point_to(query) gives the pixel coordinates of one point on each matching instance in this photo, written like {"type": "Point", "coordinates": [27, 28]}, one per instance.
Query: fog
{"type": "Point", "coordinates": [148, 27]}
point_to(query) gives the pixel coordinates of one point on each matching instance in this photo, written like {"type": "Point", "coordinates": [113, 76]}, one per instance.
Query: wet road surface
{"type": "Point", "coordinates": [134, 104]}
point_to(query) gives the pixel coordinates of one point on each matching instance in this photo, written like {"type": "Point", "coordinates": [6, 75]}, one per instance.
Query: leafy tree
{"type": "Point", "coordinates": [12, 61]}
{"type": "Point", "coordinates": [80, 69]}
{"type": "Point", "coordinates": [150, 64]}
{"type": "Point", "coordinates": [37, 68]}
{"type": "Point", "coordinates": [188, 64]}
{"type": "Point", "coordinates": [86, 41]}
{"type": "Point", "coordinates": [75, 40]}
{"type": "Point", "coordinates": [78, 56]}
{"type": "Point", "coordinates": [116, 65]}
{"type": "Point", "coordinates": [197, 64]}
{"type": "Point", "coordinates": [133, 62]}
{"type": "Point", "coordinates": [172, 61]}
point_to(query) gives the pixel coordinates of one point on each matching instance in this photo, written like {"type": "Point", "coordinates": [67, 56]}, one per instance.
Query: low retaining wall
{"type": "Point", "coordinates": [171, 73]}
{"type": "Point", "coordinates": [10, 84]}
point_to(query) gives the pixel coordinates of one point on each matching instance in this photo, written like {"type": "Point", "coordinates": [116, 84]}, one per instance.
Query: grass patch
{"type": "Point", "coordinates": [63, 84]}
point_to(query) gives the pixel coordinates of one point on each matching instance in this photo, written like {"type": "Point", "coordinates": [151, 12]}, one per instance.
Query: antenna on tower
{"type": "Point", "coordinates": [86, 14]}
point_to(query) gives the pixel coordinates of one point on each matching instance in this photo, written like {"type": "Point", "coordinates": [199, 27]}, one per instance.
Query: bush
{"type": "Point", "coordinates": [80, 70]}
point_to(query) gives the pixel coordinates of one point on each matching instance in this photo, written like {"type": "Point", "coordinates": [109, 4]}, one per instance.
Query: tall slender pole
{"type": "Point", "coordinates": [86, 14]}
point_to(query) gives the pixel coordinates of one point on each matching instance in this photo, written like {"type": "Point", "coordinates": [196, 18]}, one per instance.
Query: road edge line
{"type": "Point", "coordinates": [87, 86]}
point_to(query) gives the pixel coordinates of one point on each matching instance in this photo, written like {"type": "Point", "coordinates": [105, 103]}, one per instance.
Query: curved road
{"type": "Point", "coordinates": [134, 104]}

- - - - - - -

The records above are to be transcribed exactly and completely.

point_to(query) gives the pixel coordinates of one point on each matching instance in this photo, written like {"type": "Point", "coordinates": [27, 28]}, one per instance.
Query: fog
{"type": "Point", "coordinates": [148, 27]}
point_to(query) gives the pixel coordinates of one point on each matching instance in this photo, written like {"type": "Point", "coordinates": [113, 76]}, one per instance.
Query: wet road surface
{"type": "Point", "coordinates": [134, 104]}
point_to(query) gives the pixel coordinates of one point on each matching instance in this photo, written like {"type": "Point", "coordinates": [6, 75]}, one per instance.
Query: leafy tree
{"type": "Point", "coordinates": [12, 61]}
{"type": "Point", "coordinates": [80, 69]}
{"type": "Point", "coordinates": [150, 64]}
{"type": "Point", "coordinates": [37, 68]}
{"type": "Point", "coordinates": [188, 64]}
{"type": "Point", "coordinates": [86, 41]}
{"type": "Point", "coordinates": [75, 40]}
{"type": "Point", "coordinates": [78, 56]}
{"type": "Point", "coordinates": [116, 65]}
{"type": "Point", "coordinates": [197, 64]}
{"type": "Point", "coordinates": [133, 62]}
{"type": "Point", "coordinates": [172, 61]}
point_to(query) gives the pixel coordinates of one point on each matching instance in this photo, written like {"type": "Point", "coordinates": [67, 56]}, one per instance.
Query: low retaining wall
{"type": "Point", "coordinates": [171, 73]}
{"type": "Point", "coordinates": [10, 84]}
point_to(query) gives the pixel coordinates of one point on each matching instance in this photo, written like {"type": "Point", "coordinates": [116, 84]}, one per instance.
Query: grass patch
{"type": "Point", "coordinates": [63, 84]}
point_to(query) gives the pixel coordinates of one point on each matching instance in this photo, written like {"type": "Point", "coordinates": [151, 12]}, one per instance.
Query: antenna on tower
{"type": "Point", "coordinates": [86, 14]}
point_to(query) gives the pixel coordinates of one point on each matching instance in this photo, written like {"type": "Point", "coordinates": [199, 27]}, one per instance.
Query: bush
{"type": "Point", "coordinates": [80, 70]}
point_to(query) gives the pixel coordinates of one point on each matching instance in this photo, written like {"type": "Point", "coordinates": [109, 4]}, one per instance.
Query: tall slender pole
{"type": "Point", "coordinates": [86, 14]}
point_to(query) gives the pixel coordinates of one point on each matching instance in this photo, written like {"type": "Point", "coordinates": [196, 18]}, one per instance.
Query: road edge line
{"type": "Point", "coordinates": [87, 86]}
point_to(query) gives the pixel coordinates of one point on each matching instance in this photo, written like {"type": "Point", "coordinates": [105, 103]}, one per instance.
Query: curved road
{"type": "Point", "coordinates": [134, 104]}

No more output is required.